# Problem:
Please quote all of the records below word for word.

# Supplied records:
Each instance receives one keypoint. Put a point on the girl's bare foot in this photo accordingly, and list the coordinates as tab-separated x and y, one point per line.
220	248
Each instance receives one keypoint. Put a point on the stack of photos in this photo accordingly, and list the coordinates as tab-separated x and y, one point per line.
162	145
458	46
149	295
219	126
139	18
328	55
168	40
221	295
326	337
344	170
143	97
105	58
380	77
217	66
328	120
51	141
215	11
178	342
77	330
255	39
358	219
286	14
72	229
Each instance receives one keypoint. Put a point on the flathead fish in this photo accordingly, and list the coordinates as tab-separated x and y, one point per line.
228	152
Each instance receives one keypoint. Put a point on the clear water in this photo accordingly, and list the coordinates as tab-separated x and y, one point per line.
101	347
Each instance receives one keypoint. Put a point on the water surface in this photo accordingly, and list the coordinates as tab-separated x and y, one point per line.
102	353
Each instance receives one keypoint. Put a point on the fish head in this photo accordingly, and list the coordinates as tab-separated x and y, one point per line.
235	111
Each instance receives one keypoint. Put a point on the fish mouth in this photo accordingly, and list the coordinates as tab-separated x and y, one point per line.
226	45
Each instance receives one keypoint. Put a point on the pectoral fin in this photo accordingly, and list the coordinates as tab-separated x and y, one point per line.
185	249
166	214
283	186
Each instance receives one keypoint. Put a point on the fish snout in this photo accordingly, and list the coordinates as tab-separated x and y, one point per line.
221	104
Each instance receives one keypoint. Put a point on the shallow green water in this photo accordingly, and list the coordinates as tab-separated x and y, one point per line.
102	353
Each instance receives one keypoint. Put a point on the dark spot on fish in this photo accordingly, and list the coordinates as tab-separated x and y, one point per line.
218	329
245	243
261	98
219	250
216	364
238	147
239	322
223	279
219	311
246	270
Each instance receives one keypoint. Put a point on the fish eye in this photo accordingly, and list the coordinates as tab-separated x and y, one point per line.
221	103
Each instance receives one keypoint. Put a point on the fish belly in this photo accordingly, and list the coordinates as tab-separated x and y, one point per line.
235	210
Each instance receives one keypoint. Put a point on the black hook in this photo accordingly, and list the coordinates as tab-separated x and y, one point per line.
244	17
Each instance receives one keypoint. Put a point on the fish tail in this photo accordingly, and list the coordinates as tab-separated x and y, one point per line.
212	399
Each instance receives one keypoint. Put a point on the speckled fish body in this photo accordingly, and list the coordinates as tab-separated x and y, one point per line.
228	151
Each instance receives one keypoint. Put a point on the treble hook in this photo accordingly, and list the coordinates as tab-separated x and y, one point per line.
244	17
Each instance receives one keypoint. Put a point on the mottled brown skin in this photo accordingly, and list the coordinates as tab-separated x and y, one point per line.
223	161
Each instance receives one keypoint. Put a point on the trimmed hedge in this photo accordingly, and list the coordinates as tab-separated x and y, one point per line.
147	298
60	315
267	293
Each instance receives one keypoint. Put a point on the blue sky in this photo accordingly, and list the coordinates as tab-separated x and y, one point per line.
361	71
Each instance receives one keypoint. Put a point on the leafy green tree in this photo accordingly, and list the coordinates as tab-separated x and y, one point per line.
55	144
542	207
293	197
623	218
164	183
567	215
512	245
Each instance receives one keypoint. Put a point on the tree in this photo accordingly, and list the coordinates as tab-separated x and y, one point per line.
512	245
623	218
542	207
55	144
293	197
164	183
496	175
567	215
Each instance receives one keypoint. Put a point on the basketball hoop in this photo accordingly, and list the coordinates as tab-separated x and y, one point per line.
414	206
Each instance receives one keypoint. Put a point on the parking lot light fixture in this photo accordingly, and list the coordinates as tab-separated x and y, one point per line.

# Full solution:
Each instance receives one keypoint. Put a point on the girl's bare foot in this photo accordingly, and list the coordinates as tab-separated x and y, one point per line.
220	248
Each instance receives one keypoint. Put a point on the stack of photos in this photo accordingly, and list the coordinates as tab-separated x and y, one point per line.
162	145
458	46
149	295
219	126
139	18
328	55
168	40
221	295
326	337
344	170
143	97
105	58
380	77
217	66
328	120
51	141
215	11
178	342
77	330
255	39
358	219
286	14
72	229
Each instance receives one keypoint. Put a point on the flathead fish in this photo accordingly, and list the coordinates as tab-separated x and y, one point per line.
228	152
Each instance receives one keypoint. Put a point on the clear water in this photo accordingly, and list the coordinates as tab-separated x and y, one point per line.
101	347
Each instance receives one keypoint. Put a point on the water surface in this photo accordingly, and list the coordinates as tab-separated x and y, one point per line.
102	353
Each instance receives one keypoint. Put a point on the fish head in this photo accordingly, and list the coordinates as tab-separated x and y, one point per line.
235	111
Each instance receives one keypoint. Put a point on the fish mouth in this photo accordingly, and list the coordinates as tab-separated x and y, one point per line.
226	45
Each instance receives one keypoint. Put a point on the pectoral fin in this photo accordingly, and list the coordinates as tab-separated x and y, one point per line.
185	249
166	214
283	186
Each instance receives one keypoint. Put a point on the fish snout in this photo accordingly, and list the coordinates as tab-separated x and y, one point per line.
221	104
Each instance receives one keypoint. Put a point on the shallow green water in this photo accordingly, and list the coordinates as tab-separated x and y, one point per line.
102	353
Each instance receives one keypoint. Put a point on the dark spot on fish in this photo accordingly, and list the coordinates as tab-separated x and y, one point per line.
218	329
245	243
261	98
219	250
216	364
238	147
239	322
223	279
219	311
246	270
Each instance receives one keypoint. Put a point on the fish eye in this photo accordingly, and list the coordinates as tab-separated x and y, one point per line.
221	103
Each instance receives one keypoint. Put a point on the fish belly in this photo accordingly, and list the coordinates as tab-separated x and y, one point per line.
235	210
Each instance receives one keypoint. Put a point on the black hook in this photo accordingly, and list the coordinates as tab-separated x and y, one point per line.
244	17
Each instance receives one keypoint. Put a point on the fish tail in this photo accordingly, and list the coordinates as tab-separated x and y, one point per line.
212	399
Each instance receives one keypoint. Put a point on the speckled fish body in this photo accordingly, and list the coordinates as tab-separated x and y, one point per line.
228	151
Each instance receives one keypoint. Put a point on the treble hook in this photo accordingly, and list the coordinates as tab-separated x and y, one point per line.
244	17
Each instance receives one keypoint. Put a point on the mottled brown skin in this photo accordingly, and list the coordinates as tab-separated x and y, one point per line.
223	161
Each instance receives one keypoint. Put a point on the trimmed hedge in this photo accordingly, and list the coordinates as tab-separated x and y, one point per line.
147	298
60	315
267	293
Each instance receives one keypoint. Put a point on the blue sky in this photo accordingly, and list the coordinates as tab-separated x and y, one point per line.
361	71
Each instance receives one keypoint. Put a point on the leafy green tree in this photo accordingly, and list the coordinates as tab-separated x and y, one point per line.
55	144
542	207
293	197
623	218
164	183
567	215
512	245
Each instance receives one keypoint. Put a point on the tree in this photo accordingly, and list the coordinates as tab-separated x and y, one point per line.
512	245
623	218
542	207
55	144
293	197
164	183
496	175
567	215
Each instance receives one keypoint. Put a point on the basketball hoop in this photo accordingly, and list the coordinates as tab-separated x and y, one point per line.
414	206
Each instance receives one keypoint. Put a point on the parking lot light fixture in this photo accordingly, and list the coordinates as tab-separated x and y, one point per line.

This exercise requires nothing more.